§ **Text passage**:
[Toybox] Android sitrep

enh enh at google.com
Thu Aug 29 17:53:17 PDT 2019


On Thu, Aug 29, 2019 at 5:30 PM Rob Landley <rob at landley.net> wrote:
>
> On 8/28/19 7:08 PM, enh via Toybox wrote:
> > i guess now's a good time for another sitrep, since i've been out sick
> > all week and so had time to poke at various things, and there's been
> > quite a lot going on:
> >
> > * after the genuine dd bug found by the continuous tests was fixed,
> > i've seen no more test failures there.
>
> Cool. I'll try to give you a heads up before I do a cleanup pass on anything
> android's building out of pending.

don't worry, i'm not as crazy as you think i am ... pending is only
for on-device ("something is better than nothing"). there are a few
things in pending that could be used on the host, but my life is
enough of a plate-spinning exercise as it is without inviting trouble
:-)

("which things in pending?" specifically bc, dd, diff, expr, lsof, and tr.)

> > * md5sum and sha*sum were motivating cases to actually properly
> > support macOS builds.
> >
> >   * i now, for my sins, have three different .config files, three
> > different generated/ directories, and a short script using NOBUILD to
> > regenerate the generated/ files.
>
> Android target, linux 86 host, macos host?

correct.

> (Does the windows build happen under that eniw "linux services for windows" thing?)

the opposite: we cross-compile from linux.

> >     * the good news about that is that i no longer have any need to
> > build toys/android/ stuff on the host. would you like me to clean up
> > some of the compatibility cruft that (iirc) is only there to support
> > that? if it's not useful to me, i'm assuming it's not useful to
> > anyone?
>
> The android directory's your baby, but could you explain a bit more what you
> were using them for before, and where you're using them now?

i used to just have one .config so i'd have to jump through a few
hoops to be able to use that on the linux host too. now i have
separate configs, Android stuff only needs to build on Android, so
portability shmortability.

> >     * the bad news that turned into good news was that this
> > accidentally regressed someone's kernel builds (because AOSP doesn't
> > need nproc, and i cleaned up the host configs to only include tools
> > actually used, not everything that goes on the device). i added nproc
> > back to the linux host toybox, and the person who was affected added a
> > kernel build to the presubmit check for a toybox prebuilt update. so
> > if we break kernel builds in some way we won't see it when i sync with
> > github, but we will see it when the build folks try to build a new
> > prebuilt. which is still fairly frequently.
>
> Yay. In theory I'm doing that here, in practice it's sometimes just every couple
> weeks so I can take a while to spot regressions. And I'm testing vanilla, not
> android kernel, and not your config...

§ **Information provided**:

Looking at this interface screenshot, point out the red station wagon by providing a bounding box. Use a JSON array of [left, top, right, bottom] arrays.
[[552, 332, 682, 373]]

§ **Do this**:
Write the next part of the Toybox email, picking up right after its last sentence. The lines have nothing to do with the Toybox email.

§ **Exercise response**:
(i don't actually know _which_ kernel they're building. it could
actually be upstream, or it could be the "android common kernel", or
it could be -- and this is actually the least likely -- a device
kernel.)

> >       * anecdotally i've heard that tar and xargs (independently) gave
> > them problems, but i've yet to receive the promised bug reports.
>
> I have a tar bug report pending through github. I think I'm caught up on your
> xargs patches?

yeah, other than the ls and find patches i sent you today (the ls one
found because my attempt to sync with github toybox failed presubmit,
and the find one found as the next issue with my attempt to switch the
host over to building with toybox find), i think everything i've sent
you is in. (well, there's also the README.md thing that you should
either accept or close the bug and say "not going to happen" [or
explain what changes to my patch you'd like --- that's perfect work
for https://en.wikipedia.org/wiki/Homes_Under_the_Hammer ].)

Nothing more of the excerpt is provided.